Copy every line of the entries that includes the word "Kindly".

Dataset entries
Start of Block
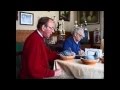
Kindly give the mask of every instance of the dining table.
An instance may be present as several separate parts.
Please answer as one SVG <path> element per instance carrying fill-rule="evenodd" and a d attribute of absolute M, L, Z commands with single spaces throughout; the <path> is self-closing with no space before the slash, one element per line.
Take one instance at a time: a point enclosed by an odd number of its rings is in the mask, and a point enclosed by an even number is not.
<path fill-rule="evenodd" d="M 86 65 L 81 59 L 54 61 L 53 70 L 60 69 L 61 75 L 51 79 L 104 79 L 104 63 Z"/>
End of Block
Start of Block
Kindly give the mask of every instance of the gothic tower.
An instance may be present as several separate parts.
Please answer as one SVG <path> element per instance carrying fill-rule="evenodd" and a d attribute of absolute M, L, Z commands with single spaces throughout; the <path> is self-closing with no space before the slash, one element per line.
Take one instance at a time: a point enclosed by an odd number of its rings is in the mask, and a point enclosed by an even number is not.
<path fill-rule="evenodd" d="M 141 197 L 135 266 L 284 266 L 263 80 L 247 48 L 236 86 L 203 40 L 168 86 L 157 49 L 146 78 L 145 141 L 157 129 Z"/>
End of Block
TASK RESPONSE
Kindly give the mask of every instance of the dining table.
Kindly give the mask of every instance of the gothic tower.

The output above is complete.